___ Reading passage ___
The Church is infallible in her objective definitive teaching regarding faith and morals, not that believers are infallible in their subjective interpretation of her teaching. This is obvious in the case of individuals, any one of whom may err in his understanding of the Church's teaching; nor is the general or even unanimous consent of the faithful in believing a distinct and independent organ of infallibility. Such consent indeed, when it can be verified as apart, is of the highest value as a proof of what has been, or may be, defined by the teaching authority, but, except in so far as it is thus the subjective counterpart and complement of objective authoritative teaching, it cannot be said to possess an absolutely decisive dogmatic value.
(From the New Advent Catholic Encyclopedia: www.newadvent.org/cathen/07790a.htm )

3. To repeat the pope's last sentence, (see #2): This is what I understand today as the ‘thinking with the church’ of which St. Ignatius speaks. St. Ignatius of Loyola did not refer to 'thinking with the church' in the way Pope Francis refers to it. Pope Francis attributes his own thinking to the saint erroneously. In St. Ignatius' own words: “It is necessary that all the matters about which we wish to make an election [a decision or choice] should in themselves be either indifferent or good, so that they function constructively within our Holy Mother the hierarchical Church, and are not bad or opposed to her.” (from the Spiritual Exercises of St. Ignatius, #170)

The pope continues:
We should not even think, therefore, that ‘thinking with the church’ means only thinking with the hierarchy of the church.

4. You see, when I perceive negative behavior in ministers of the church or in consecrated men or women, the first thing that comes to mind is: ‘Here’s an unfruitful bachelor’ or ‘Here’s a spinster.’ They are neither fathers nor mothers, in the sense that they have not been able to give spiritual life. The pope consistently expresses an unabashed lack of mercy and harsh judgment towards fellow clergy and sisters. Did he not say, in love and mercy, in referring to people of a homosexual orientation, "Who am I to judge?"

5. I see clearly that the thing the church needs most today is the ability to heal wounds and to warm the hearts of the faithful; it needs nearness, proximity. I see the church as a field hospital after battle. It is useless to ask a seriously injured person if he has high cholesterol and about the level of his blood sugars! You have to heal his wounds. Then we can talk about everything else. Heal the wounds, heal the wounds.... And you have to start from the ground up. This is wonderful. But why leave out any mention of the next insinuated step of saving souls and bringing people to Christ, which is what ultimately heals peoples' wounds?

6. The church sometimes has locked itself up in small things, in small-minded rules. The most important thing is the first proclamation: Jesus Christ has saved you. The "first proclamation" in the Gospels was not "Jesus Christ has saved you." The first words out of Jesus' mouth as He began His public ministry were, "Repent, for the kingdom of heaven is at hand." (Matthew, Chapter 4) "Jesus Christ has saved you." Yes, Jesus Christ died to save us, but salvation is not a guarantee. It is not a de facto past-tense given as the pope words it. The truth would be better stated as, "Jesus Christ came to save you." Salvation depends on the response of the human being. Question 9 in the Baltimore Catechism asks: "What must we do to save our souls?" The answer: "To save our souls we must worship God by faith, hope, and charity; that is, we must believe in Him, hope in Him, and love Him with all our heart."
___
**Task to complete**
In the commentary on the pope's remarks, why does the writer reject the wording "Jesus Christ has saved you"? Answer in one to three sentences. These items have no connection to the text above.
___ Supplied entries ___
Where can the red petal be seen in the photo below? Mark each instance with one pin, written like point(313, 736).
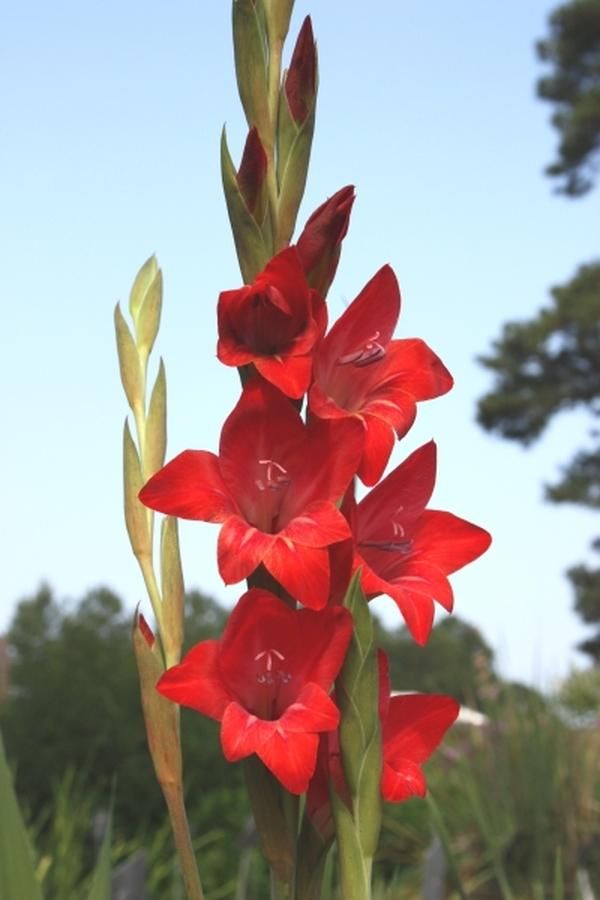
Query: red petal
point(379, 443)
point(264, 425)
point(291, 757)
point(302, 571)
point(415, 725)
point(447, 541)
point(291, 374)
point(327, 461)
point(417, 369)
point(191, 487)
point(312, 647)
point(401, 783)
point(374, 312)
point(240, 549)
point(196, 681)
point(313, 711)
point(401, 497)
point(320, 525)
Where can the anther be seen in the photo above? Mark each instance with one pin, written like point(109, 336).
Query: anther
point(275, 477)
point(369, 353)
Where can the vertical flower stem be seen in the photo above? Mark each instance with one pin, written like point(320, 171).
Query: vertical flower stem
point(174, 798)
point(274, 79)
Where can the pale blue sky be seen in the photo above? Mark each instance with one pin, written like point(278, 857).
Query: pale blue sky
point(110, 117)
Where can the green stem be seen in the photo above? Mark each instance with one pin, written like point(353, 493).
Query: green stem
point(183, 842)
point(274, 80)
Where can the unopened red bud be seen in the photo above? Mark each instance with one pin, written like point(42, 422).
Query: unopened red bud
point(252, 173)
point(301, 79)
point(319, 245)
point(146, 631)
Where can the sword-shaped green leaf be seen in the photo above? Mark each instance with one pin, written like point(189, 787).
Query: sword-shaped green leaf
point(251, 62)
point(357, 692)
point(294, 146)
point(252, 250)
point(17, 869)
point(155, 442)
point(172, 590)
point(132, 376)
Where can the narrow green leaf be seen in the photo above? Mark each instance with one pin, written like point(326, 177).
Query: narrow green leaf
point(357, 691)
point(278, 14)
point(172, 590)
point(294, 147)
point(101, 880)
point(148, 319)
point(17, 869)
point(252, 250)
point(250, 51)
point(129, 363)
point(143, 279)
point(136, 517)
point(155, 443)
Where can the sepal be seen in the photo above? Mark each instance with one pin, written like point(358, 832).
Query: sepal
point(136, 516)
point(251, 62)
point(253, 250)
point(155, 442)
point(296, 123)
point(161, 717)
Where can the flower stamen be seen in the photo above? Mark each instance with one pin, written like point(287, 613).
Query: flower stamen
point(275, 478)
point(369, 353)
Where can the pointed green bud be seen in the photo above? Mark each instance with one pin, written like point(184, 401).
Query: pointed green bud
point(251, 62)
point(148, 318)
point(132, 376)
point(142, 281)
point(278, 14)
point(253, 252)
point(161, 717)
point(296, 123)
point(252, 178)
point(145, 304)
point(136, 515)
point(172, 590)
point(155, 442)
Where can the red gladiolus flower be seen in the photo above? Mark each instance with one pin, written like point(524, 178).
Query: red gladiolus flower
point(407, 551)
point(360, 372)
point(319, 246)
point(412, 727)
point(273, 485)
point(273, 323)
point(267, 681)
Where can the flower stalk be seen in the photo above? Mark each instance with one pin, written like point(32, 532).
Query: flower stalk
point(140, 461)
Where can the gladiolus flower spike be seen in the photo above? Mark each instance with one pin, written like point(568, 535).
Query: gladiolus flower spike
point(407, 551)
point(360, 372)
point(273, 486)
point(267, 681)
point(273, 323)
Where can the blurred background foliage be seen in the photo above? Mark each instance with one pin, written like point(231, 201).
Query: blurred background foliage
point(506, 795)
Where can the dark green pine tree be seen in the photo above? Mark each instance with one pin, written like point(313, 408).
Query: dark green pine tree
___
**Solution**
The writer says salvation is not a guarantee or a settled past-tense fact, because it depends on the response of the human being. For that reason the writer would rather say "Jesus Christ came to save you."